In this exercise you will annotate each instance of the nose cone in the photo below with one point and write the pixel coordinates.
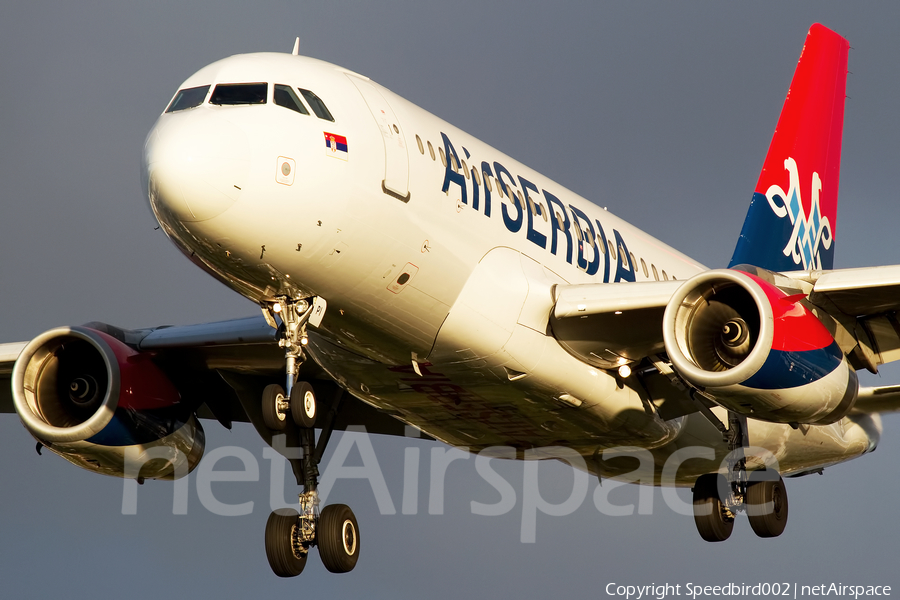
(195, 165)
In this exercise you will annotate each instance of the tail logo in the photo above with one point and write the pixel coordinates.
(810, 234)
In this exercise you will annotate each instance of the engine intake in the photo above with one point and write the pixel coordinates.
(104, 406)
(757, 350)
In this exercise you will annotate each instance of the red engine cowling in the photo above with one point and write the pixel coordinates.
(104, 406)
(756, 350)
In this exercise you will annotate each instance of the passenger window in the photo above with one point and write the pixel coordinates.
(285, 96)
(317, 105)
(231, 94)
(188, 98)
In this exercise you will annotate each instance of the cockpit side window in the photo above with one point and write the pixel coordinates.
(285, 96)
(317, 105)
(188, 98)
(239, 93)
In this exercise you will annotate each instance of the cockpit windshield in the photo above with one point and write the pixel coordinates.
(285, 96)
(188, 98)
(317, 105)
(239, 93)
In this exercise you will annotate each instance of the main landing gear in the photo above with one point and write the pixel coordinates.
(718, 498)
(290, 534)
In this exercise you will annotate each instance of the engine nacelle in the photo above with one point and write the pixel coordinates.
(103, 406)
(756, 350)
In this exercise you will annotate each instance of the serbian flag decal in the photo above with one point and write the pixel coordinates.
(336, 145)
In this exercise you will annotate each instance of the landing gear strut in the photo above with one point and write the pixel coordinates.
(718, 498)
(295, 397)
(290, 534)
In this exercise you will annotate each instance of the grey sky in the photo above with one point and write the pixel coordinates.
(660, 111)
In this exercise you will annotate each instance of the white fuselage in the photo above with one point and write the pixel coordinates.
(376, 213)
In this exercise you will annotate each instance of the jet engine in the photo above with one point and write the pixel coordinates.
(756, 350)
(103, 406)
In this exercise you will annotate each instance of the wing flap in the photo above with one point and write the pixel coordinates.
(860, 292)
(605, 324)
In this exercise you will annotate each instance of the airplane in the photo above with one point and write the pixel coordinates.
(410, 275)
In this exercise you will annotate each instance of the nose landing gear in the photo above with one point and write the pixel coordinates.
(295, 397)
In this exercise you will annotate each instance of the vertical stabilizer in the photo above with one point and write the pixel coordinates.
(793, 214)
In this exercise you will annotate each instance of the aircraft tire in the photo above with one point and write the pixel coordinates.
(767, 507)
(273, 418)
(338, 538)
(712, 523)
(304, 406)
(279, 545)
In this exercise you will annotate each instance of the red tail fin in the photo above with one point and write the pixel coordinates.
(793, 215)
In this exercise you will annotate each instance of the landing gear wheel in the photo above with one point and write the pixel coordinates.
(338, 538)
(274, 415)
(713, 523)
(303, 404)
(284, 560)
(767, 507)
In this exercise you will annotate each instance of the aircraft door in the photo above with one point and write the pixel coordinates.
(396, 160)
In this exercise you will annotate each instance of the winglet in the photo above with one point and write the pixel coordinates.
(793, 214)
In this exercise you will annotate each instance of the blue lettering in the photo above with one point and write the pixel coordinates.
(450, 174)
(605, 249)
(485, 172)
(557, 226)
(624, 268)
(533, 236)
(592, 267)
(514, 225)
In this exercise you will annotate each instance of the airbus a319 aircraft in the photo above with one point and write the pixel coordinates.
(410, 275)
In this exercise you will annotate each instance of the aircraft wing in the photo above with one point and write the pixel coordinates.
(221, 368)
(885, 399)
(607, 325)
(871, 296)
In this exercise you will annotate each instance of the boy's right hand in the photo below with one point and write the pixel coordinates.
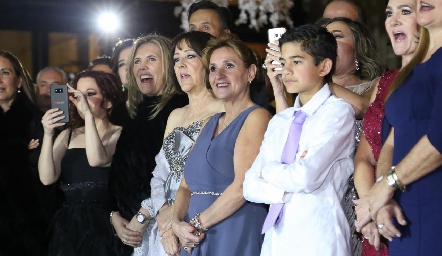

—————

Show each line above that contains the word "nose", copying it in full.

In this exercise you will annotate each instance of the nose cone in the photo below with one point and write the pixel coordinates.
In this exercise you will annotate each instance of the nose landing gear in the photo above with one point and write the pixel coordinates.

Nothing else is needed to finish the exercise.